* _Polecenie_: Wyodrębnij z materiału fragment, który zaczyna się wierszem zawierającym „Mark each instance of the village”, a kończy wierszem zawierającym „x=198 y=244”, i przepisz go bez żadnych zmian, łącznie z tymi dwoma wierszami.

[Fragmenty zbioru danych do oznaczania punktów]
____

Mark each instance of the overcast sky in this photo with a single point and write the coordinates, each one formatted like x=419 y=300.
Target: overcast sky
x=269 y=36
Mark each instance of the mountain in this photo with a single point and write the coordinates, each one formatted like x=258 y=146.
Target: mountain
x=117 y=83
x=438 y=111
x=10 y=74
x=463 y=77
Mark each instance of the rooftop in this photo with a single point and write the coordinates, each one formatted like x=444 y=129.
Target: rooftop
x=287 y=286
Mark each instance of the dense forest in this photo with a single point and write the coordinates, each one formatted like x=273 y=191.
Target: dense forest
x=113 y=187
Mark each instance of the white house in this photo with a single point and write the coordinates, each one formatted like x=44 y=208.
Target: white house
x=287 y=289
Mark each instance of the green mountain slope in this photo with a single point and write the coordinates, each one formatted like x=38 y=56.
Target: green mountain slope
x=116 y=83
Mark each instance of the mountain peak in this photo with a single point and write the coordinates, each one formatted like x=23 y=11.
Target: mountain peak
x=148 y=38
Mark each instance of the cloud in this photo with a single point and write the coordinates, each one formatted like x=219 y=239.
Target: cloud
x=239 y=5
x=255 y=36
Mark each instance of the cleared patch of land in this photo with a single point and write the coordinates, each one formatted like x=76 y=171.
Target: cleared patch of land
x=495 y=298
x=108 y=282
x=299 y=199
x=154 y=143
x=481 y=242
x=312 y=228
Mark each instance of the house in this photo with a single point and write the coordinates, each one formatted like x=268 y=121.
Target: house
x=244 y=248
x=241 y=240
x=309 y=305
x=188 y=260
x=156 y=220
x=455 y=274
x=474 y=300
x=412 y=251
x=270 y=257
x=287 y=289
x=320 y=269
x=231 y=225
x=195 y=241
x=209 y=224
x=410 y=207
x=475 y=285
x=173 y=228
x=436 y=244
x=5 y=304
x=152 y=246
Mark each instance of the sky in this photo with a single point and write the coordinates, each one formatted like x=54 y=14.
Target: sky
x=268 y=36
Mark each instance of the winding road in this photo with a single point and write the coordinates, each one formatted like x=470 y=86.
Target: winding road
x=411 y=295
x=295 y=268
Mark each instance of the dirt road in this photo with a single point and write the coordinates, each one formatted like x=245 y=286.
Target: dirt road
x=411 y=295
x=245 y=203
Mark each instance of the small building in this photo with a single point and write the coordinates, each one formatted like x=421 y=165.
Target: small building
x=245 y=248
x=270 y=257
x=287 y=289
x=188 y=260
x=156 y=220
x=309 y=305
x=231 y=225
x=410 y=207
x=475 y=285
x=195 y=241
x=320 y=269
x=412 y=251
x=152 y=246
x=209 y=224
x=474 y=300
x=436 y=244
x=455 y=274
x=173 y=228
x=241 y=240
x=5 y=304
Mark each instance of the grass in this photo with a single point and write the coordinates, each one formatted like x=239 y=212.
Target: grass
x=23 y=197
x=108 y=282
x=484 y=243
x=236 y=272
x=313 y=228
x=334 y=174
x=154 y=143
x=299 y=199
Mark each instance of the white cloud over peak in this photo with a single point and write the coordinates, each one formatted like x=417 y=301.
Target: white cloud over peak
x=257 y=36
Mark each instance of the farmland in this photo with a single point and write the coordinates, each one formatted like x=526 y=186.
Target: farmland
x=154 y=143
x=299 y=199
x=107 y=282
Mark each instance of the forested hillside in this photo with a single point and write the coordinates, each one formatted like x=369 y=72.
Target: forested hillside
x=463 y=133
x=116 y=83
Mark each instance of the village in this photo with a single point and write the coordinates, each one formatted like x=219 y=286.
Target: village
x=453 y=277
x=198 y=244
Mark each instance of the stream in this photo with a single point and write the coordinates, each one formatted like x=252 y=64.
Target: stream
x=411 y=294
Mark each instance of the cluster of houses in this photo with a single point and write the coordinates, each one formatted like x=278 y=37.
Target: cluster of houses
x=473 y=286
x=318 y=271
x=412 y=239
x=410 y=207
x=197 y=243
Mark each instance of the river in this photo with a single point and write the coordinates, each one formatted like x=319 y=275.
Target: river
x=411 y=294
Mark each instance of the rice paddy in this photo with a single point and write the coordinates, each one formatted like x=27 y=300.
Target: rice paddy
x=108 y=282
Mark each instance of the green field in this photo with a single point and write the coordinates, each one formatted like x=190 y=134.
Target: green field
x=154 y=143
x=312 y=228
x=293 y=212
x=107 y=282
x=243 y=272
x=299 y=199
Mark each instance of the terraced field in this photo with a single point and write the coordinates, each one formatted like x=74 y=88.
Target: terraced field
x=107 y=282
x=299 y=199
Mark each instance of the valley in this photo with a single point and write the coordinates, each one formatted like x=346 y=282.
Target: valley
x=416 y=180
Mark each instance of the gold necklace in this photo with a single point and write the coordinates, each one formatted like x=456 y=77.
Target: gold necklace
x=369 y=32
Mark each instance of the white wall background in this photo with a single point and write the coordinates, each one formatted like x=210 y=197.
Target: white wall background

____

* _Wynik_:
Mark each instance of the village in this photo with a single point and write the coordinates, each one formatted like x=219 y=286.
Target: village
x=453 y=277
x=198 y=244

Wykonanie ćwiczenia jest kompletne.